PROBLEM DETAILS: Skip all pictures. Write out the data below from its first line through the line that contains "indicate the hoodie cuff, one".

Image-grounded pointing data
====

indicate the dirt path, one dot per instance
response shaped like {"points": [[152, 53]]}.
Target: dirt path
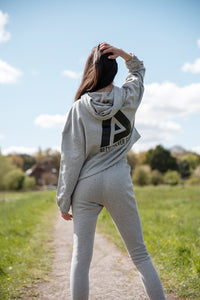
{"points": [[112, 274]]}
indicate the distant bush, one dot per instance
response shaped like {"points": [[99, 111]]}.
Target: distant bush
{"points": [[141, 175], [29, 183], [14, 180], [5, 168], [156, 177], [171, 177], [193, 180]]}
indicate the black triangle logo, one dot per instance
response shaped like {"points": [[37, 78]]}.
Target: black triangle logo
{"points": [[117, 127]]}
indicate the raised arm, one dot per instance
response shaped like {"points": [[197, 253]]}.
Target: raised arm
{"points": [[133, 86]]}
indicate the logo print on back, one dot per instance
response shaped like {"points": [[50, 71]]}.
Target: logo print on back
{"points": [[122, 129]]}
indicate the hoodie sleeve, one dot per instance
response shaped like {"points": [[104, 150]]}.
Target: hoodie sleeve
{"points": [[72, 159], [133, 86]]}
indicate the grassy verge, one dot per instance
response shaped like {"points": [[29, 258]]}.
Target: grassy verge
{"points": [[26, 223], [171, 225]]}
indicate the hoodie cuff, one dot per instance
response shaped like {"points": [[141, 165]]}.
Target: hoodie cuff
{"points": [[134, 62]]}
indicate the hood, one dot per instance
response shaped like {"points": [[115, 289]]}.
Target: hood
{"points": [[103, 105]]}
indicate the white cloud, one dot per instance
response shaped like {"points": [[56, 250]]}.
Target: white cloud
{"points": [[162, 106], [193, 68], [166, 101], [50, 121], [72, 74], [26, 150], [157, 119], [19, 150], [8, 74], [196, 149], [4, 35]]}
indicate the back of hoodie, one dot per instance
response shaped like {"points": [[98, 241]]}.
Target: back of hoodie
{"points": [[99, 131]]}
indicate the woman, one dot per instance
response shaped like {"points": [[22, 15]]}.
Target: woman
{"points": [[94, 173]]}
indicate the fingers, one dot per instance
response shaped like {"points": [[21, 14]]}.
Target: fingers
{"points": [[66, 216], [107, 48]]}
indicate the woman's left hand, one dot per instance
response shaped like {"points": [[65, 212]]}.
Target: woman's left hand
{"points": [[66, 216]]}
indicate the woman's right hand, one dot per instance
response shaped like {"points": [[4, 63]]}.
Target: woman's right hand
{"points": [[106, 48], [66, 216]]}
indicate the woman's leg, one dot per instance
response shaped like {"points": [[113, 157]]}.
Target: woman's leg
{"points": [[85, 213], [120, 203]]}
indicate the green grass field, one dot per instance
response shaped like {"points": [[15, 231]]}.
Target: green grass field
{"points": [[171, 223], [26, 223]]}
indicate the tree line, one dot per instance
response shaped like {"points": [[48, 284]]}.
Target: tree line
{"points": [[162, 166], [155, 166]]}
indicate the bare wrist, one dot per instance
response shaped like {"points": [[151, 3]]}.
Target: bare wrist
{"points": [[126, 56]]}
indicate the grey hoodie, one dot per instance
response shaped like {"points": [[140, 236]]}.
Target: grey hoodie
{"points": [[99, 131]]}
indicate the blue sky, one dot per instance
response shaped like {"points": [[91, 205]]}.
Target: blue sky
{"points": [[43, 49]]}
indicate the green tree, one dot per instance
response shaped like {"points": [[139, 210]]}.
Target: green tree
{"points": [[161, 159], [141, 175], [5, 167], [28, 161], [171, 177], [192, 159], [184, 168]]}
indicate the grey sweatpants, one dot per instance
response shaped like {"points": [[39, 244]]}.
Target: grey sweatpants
{"points": [[113, 189]]}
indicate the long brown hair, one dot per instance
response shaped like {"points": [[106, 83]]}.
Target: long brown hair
{"points": [[98, 73]]}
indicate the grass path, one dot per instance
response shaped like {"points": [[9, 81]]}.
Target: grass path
{"points": [[112, 274]]}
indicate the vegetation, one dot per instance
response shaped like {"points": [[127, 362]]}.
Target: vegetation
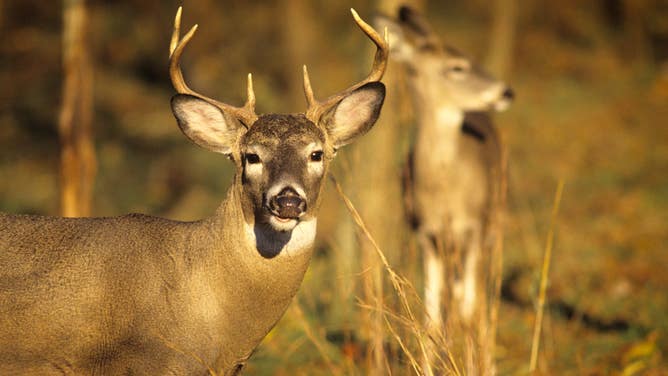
{"points": [[592, 85]]}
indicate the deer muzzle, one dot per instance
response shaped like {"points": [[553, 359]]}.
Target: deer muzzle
{"points": [[287, 204]]}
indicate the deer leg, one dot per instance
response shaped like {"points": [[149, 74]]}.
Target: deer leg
{"points": [[433, 291], [466, 288]]}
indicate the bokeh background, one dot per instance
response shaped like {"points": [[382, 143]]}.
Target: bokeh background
{"points": [[591, 79]]}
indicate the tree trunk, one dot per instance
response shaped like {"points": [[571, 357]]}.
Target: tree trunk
{"points": [[78, 164]]}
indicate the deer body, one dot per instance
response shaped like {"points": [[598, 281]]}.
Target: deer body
{"points": [[454, 173], [144, 295], [155, 302]]}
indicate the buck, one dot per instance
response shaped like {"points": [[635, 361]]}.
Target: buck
{"points": [[453, 176], [137, 294]]}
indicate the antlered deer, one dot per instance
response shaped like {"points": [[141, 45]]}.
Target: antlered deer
{"points": [[453, 180], [137, 294]]}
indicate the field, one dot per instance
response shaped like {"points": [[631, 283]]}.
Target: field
{"points": [[591, 111]]}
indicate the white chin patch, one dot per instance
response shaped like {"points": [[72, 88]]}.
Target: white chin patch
{"points": [[281, 224]]}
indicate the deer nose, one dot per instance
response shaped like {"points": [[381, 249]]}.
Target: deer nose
{"points": [[288, 204], [508, 94]]}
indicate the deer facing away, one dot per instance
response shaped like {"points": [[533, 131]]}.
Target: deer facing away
{"points": [[137, 294], [453, 176]]}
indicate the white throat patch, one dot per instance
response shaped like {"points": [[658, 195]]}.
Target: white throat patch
{"points": [[271, 243]]}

====

SOLUTION TO THIS TASK:
indicate the dirt path, one dot per instance
response shaped like {"points": [[152, 53]]}.
Target: dirt path
{"points": [[112, 274]]}
indicate the distant bush, one dot per instance
response shaped like {"points": [[99, 111]]}.
Target: distant bush
{"points": [[141, 175], [29, 183], [14, 180], [5, 168], [156, 177], [171, 177], [193, 180]]}
indicate the black triangle logo, one dot per instance
response shaped like {"points": [[37, 78]]}.
Target: black triangle logo
{"points": [[117, 127]]}
indicate the raised arm, one dot per instance
response shaped like {"points": [[197, 253]]}.
Target: raised arm
{"points": [[133, 86]]}
indicate the logo print on back, one dot per instance
response shaped like {"points": [[50, 71]]}.
Target: logo print on back
{"points": [[122, 129]]}
indicate the hoodie sleeve, one dot per instance
response shaped like {"points": [[104, 150]]}.
Target: hoodie sleeve
{"points": [[72, 159], [133, 86]]}
indicate the grassy verge, one dot per instance
response shaped like {"points": [[29, 258]]}.
Target: grassy verge
{"points": [[26, 223], [171, 225]]}
indicate the hoodie cuff, one dot per instance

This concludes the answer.